* _SUPPLIED DATA_
┄┄┄┄┄┄┄┄┄┄┄┄┄┄┄┄┄┄┄┄
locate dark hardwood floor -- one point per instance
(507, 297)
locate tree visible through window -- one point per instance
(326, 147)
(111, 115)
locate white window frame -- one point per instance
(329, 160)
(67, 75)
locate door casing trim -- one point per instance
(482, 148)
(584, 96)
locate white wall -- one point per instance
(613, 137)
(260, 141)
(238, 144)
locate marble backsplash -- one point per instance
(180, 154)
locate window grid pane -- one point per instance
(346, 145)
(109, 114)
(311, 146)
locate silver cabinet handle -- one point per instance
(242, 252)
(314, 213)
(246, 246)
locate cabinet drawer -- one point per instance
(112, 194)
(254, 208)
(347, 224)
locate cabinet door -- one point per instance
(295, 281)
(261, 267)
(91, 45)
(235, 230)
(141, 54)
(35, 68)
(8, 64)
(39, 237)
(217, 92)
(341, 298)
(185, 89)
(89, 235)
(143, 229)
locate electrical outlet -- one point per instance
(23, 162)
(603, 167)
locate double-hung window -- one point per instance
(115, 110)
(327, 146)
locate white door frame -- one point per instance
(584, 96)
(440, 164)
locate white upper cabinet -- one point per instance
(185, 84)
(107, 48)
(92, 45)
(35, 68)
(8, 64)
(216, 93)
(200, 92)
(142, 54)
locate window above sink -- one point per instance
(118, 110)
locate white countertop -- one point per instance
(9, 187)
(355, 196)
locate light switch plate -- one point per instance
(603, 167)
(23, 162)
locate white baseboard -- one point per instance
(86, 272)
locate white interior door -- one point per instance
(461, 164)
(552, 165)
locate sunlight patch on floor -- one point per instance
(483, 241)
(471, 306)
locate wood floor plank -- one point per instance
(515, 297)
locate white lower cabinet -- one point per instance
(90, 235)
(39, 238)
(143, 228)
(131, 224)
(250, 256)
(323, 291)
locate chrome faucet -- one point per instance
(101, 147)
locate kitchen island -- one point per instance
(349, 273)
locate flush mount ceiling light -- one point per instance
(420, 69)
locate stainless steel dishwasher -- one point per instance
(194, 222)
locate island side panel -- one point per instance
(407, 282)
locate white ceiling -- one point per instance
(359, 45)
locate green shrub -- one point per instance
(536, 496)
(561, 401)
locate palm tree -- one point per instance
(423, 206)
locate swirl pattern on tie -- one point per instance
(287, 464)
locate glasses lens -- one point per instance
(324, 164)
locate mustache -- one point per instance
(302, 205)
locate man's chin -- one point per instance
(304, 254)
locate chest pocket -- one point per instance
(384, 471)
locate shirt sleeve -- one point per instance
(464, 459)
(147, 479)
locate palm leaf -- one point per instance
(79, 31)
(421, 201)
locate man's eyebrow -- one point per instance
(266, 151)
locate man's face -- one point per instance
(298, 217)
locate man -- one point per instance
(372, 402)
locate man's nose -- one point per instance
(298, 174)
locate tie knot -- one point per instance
┄┄┄┄┄┄┄┄┄┄┄┄┄┄┄┄┄┄┄┄
Repeat only the stretch of lines starting at the one containing "locate white interior" and running to the final line of the entries above.

locate white interior door -- one point per instance
(461, 164)
(552, 165)
locate sunlight patch on floor -- one point per instance
(483, 241)
(471, 306)
locate wood floor plank -- one point per instance
(515, 297)
locate white lower cabinet -- one point per instance
(90, 235)
(39, 238)
(143, 228)
(131, 224)
(250, 256)
(323, 291)
locate chrome faucet -- one point per instance
(101, 147)
locate kitchen island -- one point per instance
(349, 273)
locate flush mount ceiling light -- one point per instance
(420, 69)
locate stainless steel dishwasher -- one point per instance
(194, 222)
locate island side panel -- one point per instance
(407, 282)
locate white ceiling -- one point per instance
(359, 45)
locate green shrub -- one point per instance
(536, 496)
(561, 401)
locate palm tree -- one point per instance
(423, 206)
locate swirl pattern on tie -- one point per instance
(287, 464)
locate glasses lens -- one point per instance
(324, 164)
locate mustache -- one point per instance
(302, 205)
locate man's chin -- one point per instance
(304, 254)
locate chest pocket -- one point per instance
(384, 471)
locate shirt sleeve -- one point per instance
(464, 459)
(147, 479)
locate palm leaf -- one point per instance
(79, 31)
(421, 201)
locate man's eyebrow -- one point per instance
(266, 151)
locate man's face -- one point per instance
(298, 217)
locate man -- one point per instance
(372, 402)
locate man's nose -- one point per instance
(298, 174)
locate tie knot -- one point per instance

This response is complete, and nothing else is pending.